[Records of labeled points]
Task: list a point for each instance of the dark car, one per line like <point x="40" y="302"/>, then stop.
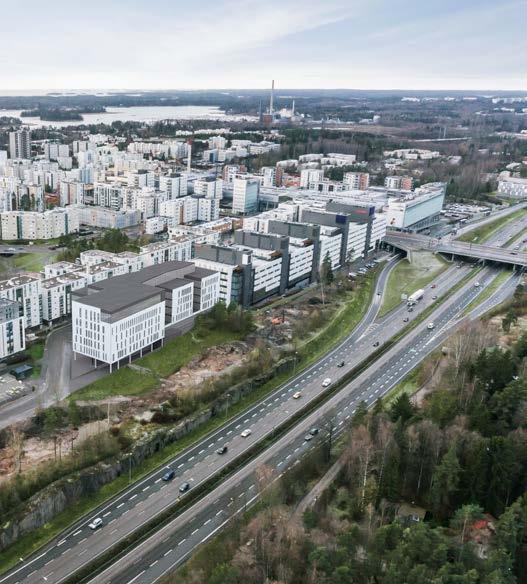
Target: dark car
<point x="169" y="475"/>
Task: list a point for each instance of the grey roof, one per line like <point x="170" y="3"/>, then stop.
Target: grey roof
<point x="120" y="292"/>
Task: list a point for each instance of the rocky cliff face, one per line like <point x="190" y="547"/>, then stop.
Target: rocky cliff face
<point x="45" y="505"/>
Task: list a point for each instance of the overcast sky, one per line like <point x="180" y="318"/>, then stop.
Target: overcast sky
<point x="176" y="44"/>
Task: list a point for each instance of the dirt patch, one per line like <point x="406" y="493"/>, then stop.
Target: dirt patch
<point x="37" y="450"/>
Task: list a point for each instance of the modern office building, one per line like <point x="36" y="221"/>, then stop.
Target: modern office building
<point x="416" y="210"/>
<point x="119" y="317"/>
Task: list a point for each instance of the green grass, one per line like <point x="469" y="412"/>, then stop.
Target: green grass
<point x="481" y="234"/>
<point x="408" y="277"/>
<point x="26" y="262"/>
<point x="163" y="362"/>
<point x="346" y="317"/>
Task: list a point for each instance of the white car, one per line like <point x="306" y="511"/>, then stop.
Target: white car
<point x="97" y="522"/>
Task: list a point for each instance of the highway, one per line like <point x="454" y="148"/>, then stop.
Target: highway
<point x="76" y="547"/>
<point x="171" y="545"/>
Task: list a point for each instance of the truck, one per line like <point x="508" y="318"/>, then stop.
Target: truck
<point x="415" y="297"/>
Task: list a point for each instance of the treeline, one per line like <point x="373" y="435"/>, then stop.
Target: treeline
<point x="458" y="458"/>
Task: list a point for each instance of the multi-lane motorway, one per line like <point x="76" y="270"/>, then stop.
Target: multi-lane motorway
<point x="150" y="496"/>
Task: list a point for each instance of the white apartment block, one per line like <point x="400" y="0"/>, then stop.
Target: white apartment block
<point x="300" y="261"/>
<point x="107" y="218"/>
<point x="330" y="244"/>
<point x="245" y="195"/>
<point x="175" y="185"/>
<point x="513" y="187"/>
<point x="309" y="176"/>
<point x="357" y="180"/>
<point x="31" y="225"/>
<point x="25" y="289"/>
<point x="12" y="334"/>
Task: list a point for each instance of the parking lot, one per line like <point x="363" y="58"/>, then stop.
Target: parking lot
<point x="11" y="389"/>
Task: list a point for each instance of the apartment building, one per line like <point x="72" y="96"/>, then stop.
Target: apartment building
<point x="20" y="144"/>
<point x="12" y="334"/>
<point x="118" y="318"/>
<point x="357" y="180"/>
<point x="245" y="194"/>
<point x="25" y="289"/>
<point x="31" y="225"/>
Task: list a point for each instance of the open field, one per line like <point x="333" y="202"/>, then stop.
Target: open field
<point x="408" y="277"/>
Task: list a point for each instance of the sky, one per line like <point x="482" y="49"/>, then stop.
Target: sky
<point x="209" y="44"/>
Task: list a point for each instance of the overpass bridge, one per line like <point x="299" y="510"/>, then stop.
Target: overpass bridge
<point x="456" y="249"/>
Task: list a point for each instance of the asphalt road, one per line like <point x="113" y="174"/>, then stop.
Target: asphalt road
<point x="171" y="545"/>
<point x="151" y="495"/>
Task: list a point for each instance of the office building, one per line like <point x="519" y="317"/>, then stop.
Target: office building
<point x="416" y="210"/>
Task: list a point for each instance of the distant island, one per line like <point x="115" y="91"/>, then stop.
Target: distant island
<point x="62" y="114"/>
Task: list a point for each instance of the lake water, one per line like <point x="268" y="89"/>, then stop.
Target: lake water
<point x="135" y="114"/>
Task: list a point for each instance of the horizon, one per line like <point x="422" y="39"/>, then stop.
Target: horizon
<point x="436" y="46"/>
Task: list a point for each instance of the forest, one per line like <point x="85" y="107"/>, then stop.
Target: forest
<point x="428" y="490"/>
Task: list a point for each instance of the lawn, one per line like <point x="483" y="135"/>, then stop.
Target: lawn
<point x="26" y="262"/>
<point x="408" y="277"/>
<point x="163" y="362"/>
<point x="481" y="234"/>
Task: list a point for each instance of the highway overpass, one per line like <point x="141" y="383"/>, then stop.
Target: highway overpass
<point x="456" y="249"/>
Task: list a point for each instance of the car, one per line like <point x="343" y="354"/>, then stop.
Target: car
<point x="97" y="522"/>
<point x="169" y="475"/>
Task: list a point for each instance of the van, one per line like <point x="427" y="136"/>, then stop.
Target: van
<point x="97" y="522"/>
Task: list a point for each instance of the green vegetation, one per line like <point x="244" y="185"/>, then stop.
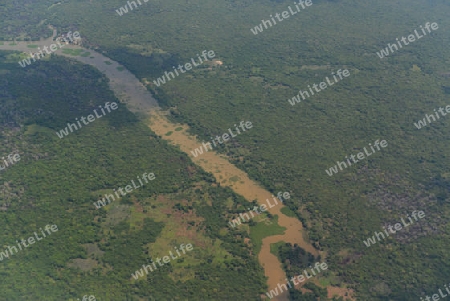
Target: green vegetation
<point x="289" y="147"/>
<point x="260" y="230"/>
<point x="73" y="52"/>
<point x="95" y="251"/>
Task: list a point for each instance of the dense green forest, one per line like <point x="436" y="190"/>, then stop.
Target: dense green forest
<point x="289" y="147"/>
<point x="57" y="180"/>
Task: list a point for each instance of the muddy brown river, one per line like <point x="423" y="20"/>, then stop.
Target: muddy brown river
<point x="131" y="91"/>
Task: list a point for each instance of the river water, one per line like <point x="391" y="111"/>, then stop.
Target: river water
<point x="139" y="100"/>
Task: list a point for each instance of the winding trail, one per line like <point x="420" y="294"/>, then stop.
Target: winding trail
<point x="140" y="101"/>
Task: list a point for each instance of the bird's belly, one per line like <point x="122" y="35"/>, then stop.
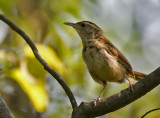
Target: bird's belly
<point x="103" y="67"/>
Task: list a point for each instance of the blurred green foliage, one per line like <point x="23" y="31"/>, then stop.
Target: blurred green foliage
<point x="43" y="21"/>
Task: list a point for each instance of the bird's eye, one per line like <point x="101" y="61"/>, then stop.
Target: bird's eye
<point x="83" y="25"/>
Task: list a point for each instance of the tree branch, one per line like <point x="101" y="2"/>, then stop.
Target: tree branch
<point x="150" y="112"/>
<point x="119" y="100"/>
<point x="41" y="60"/>
<point x="110" y="104"/>
<point x="4" y="110"/>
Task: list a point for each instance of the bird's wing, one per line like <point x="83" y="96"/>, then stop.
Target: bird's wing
<point x="113" y="51"/>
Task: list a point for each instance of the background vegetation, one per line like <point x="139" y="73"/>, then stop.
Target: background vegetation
<point x="30" y="92"/>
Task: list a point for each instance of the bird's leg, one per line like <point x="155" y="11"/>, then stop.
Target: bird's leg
<point x="100" y="96"/>
<point x="130" y="84"/>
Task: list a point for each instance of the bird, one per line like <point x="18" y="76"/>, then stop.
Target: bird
<point x="104" y="61"/>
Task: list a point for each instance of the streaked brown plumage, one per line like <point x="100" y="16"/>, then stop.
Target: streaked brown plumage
<point x="103" y="60"/>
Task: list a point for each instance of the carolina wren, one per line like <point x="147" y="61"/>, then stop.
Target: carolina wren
<point x="103" y="60"/>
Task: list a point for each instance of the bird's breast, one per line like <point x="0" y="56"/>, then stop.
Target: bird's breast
<point x="102" y="66"/>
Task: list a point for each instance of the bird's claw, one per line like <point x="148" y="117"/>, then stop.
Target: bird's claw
<point x="95" y="100"/>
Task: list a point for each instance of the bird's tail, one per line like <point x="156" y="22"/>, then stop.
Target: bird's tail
<point x="139" y="75"/>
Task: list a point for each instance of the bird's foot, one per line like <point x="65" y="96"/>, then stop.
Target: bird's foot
<point x="95" y="100"/>
<point x="131" y="87"/>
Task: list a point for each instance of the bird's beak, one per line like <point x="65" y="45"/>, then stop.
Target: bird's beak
<point x="70" y="24"/>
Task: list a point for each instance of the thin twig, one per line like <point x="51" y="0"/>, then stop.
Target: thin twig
<point x="119" y="100"/>
<point x="41" y="60"/>
<point x="150" y="112"/>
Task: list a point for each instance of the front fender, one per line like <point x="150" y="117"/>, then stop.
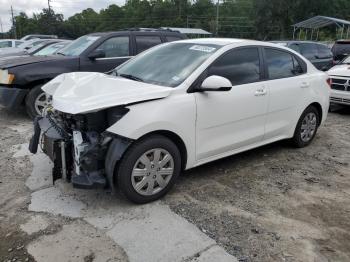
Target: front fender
<point x="176" y="114"/>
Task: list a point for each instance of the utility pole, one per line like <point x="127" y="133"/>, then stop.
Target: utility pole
<point x="2" y="30"/>
<point x="217" y="17"/>
<point x="13" y="23"/>
<point x="48" y="3"/>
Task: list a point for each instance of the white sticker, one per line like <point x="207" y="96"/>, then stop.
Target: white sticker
<point x="202" y="48"/>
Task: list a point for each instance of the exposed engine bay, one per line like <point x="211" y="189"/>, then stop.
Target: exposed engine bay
<point x="78" y="144"/>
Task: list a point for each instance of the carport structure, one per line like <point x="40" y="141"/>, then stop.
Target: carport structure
<point x="313" y="25"/>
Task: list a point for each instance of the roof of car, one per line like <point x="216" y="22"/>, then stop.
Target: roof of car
<point x="223" y="41"/>
<point x="139" y="30"/>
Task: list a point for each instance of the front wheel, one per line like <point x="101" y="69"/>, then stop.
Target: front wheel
<point x="36" y="100"/>
<point x="149" y="169"/>
<point x="306" y="128"/>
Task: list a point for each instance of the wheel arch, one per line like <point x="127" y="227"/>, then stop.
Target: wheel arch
<point x="176" y="139"/>
<point x="319" y="110"/>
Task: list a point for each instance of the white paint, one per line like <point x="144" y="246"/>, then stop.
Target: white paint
<point x="150" y="232"/>
<point x="42" y="167"/>
<point x="35" y="224"/>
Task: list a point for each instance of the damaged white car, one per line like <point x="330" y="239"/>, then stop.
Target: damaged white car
<point x="175" y="107"/>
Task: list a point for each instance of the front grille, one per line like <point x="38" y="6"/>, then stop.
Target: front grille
<point x="341" y="84"/>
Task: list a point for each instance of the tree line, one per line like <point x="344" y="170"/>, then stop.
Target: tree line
<point x="256" y="19"/>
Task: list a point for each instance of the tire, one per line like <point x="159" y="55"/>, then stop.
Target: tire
<point x="149" y="175"/>
<point x="31" y="100"/>
<point x="305" y="131"/>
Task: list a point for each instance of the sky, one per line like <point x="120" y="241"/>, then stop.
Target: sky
<point x="65" y="7"/>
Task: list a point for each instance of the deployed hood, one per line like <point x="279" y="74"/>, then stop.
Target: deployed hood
<point x="340" y="70"/>
<point x="18" y="61"/>
<point x="83" y="92"/>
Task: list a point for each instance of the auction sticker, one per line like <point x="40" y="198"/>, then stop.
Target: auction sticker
<point x="203" y="48"/>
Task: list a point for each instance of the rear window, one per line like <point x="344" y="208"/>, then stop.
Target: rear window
<point x="310" y="51"/>
<point x="341" y="50"/>
<point x="145" y="42"/>
<point x="172" y="38"/>
<point x="324" y="51"/>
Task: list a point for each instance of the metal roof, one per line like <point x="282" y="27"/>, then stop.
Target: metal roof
<point x="189" y="31"/>
<point x="321" y="21"/>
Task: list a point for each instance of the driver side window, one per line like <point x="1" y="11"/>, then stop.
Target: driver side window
<point x="115" y="47"/>
<point x="241" y="66"/>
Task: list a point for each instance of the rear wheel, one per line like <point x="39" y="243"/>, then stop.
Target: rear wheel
<point x="36" y="100"/>
<point x="149" y="169"/>
<point x="307" y="127"/>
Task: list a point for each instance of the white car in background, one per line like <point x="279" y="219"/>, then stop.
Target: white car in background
<point x="177" y="106"/>
<point x="340" y="76"/>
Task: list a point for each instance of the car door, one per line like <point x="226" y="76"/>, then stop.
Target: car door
<point x="114" y="51"/>
<point x="287" y="82"/>
<point x="227" y="121"/>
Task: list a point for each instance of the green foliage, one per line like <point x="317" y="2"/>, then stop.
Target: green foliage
<point x="257" y="19"/>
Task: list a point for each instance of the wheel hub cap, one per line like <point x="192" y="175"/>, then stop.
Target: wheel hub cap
<point x="308" y="127"/>
<point x="40" y="103"/>
<point x="152" y="172"/>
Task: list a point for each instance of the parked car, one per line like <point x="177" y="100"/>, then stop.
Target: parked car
<point x="8" y="43"/>
<point x="35" y="48"/>
<point x="340" y="76"/>
<point x="320" y="55"/>
<point x="98" y="52"/>
<point x="175" y="107"/>
<point x="31" y="37"/>
<point x="340" y="50"/>
<point x="9" y="51"/>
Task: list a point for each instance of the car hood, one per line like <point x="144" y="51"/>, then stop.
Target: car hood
<point x="20" y="60"/>
<point x="340" y="70"/>
<point x="83" y="92"/>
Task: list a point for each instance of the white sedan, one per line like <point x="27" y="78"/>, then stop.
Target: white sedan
<point x="175" y="107"/>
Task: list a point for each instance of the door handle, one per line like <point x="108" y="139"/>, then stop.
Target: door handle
<point x="305" y="85"/>
<point x="260" y="92"/>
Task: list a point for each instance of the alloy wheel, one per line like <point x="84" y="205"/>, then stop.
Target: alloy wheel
<point x="152" y="172"/>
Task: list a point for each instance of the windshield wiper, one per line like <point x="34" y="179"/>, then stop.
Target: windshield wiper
<point x="131" y="77"/>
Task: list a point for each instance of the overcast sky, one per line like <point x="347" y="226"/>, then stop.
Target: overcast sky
<point x="65" y="7"/>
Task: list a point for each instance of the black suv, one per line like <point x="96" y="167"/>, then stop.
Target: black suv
<point x="21" y="79"/>
<point x="341" y="49"/>
<point x="318" y="54"/>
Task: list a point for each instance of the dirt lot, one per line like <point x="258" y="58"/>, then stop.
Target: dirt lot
<point x="274" y="203"/>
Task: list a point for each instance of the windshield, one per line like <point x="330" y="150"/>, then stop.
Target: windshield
<point x="51" y="49"/>
<point x="167" y="65"/>
<point x="78" y="46"/>
<point x="30" y="44"/>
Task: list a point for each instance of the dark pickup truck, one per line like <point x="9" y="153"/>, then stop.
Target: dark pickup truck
<point x="21" y="78"/>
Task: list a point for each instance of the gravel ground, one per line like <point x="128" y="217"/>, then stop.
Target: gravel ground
<point x="275" y="203"/>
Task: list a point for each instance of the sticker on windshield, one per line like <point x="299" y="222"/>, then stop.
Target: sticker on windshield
<point x="202" y="48"/>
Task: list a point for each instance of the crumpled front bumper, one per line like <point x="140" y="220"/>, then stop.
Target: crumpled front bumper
<point x="59" y="149"/>
<point x="11" y="97"/>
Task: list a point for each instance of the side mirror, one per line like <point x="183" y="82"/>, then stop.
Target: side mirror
<point x="96" y="54"/>
<point x="215" y="83"/>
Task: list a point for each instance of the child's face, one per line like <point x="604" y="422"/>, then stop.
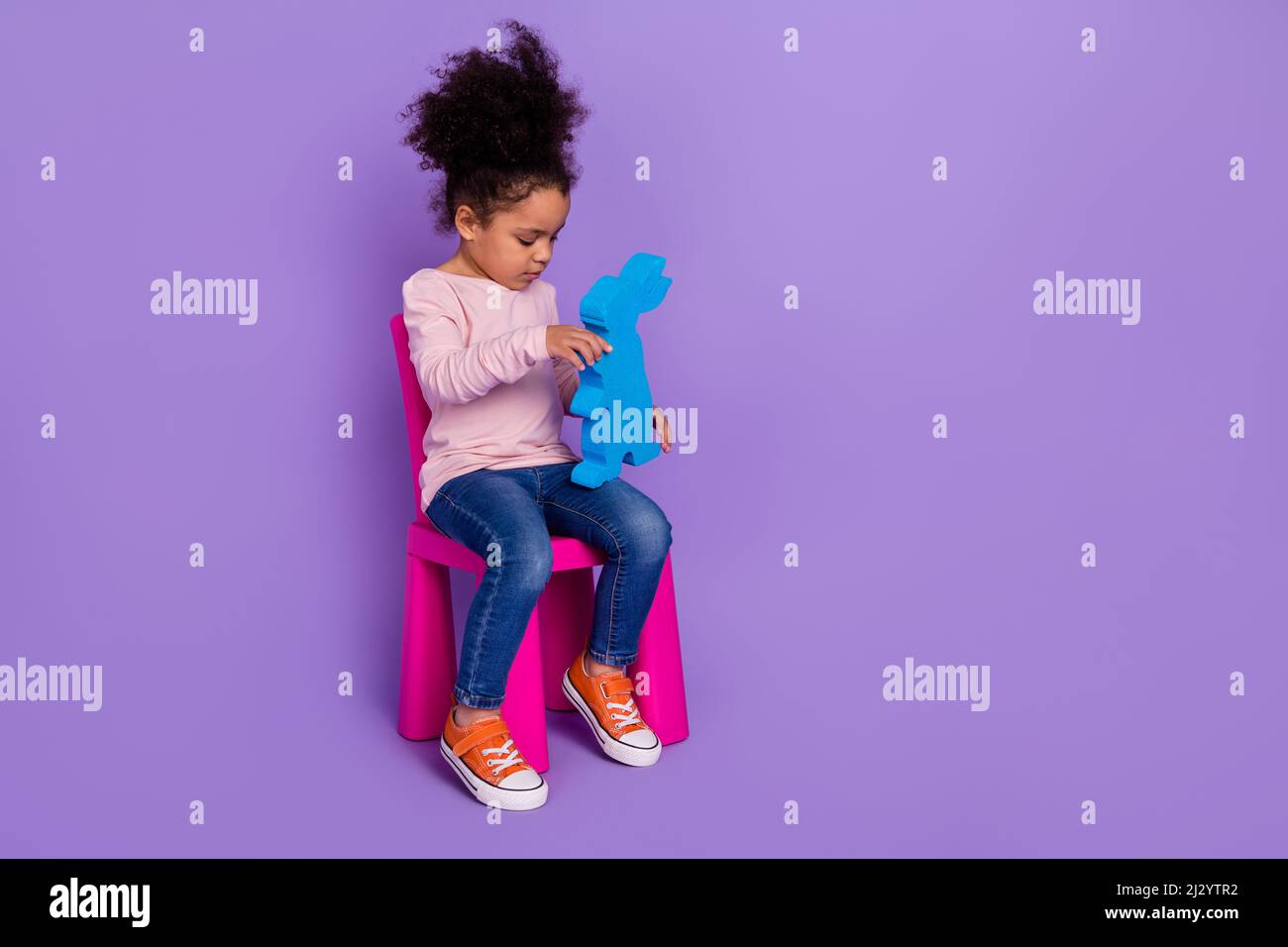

Do this:
Count the lines in the rows above that contain the word "window". Reply with the number only.

Right answer:
4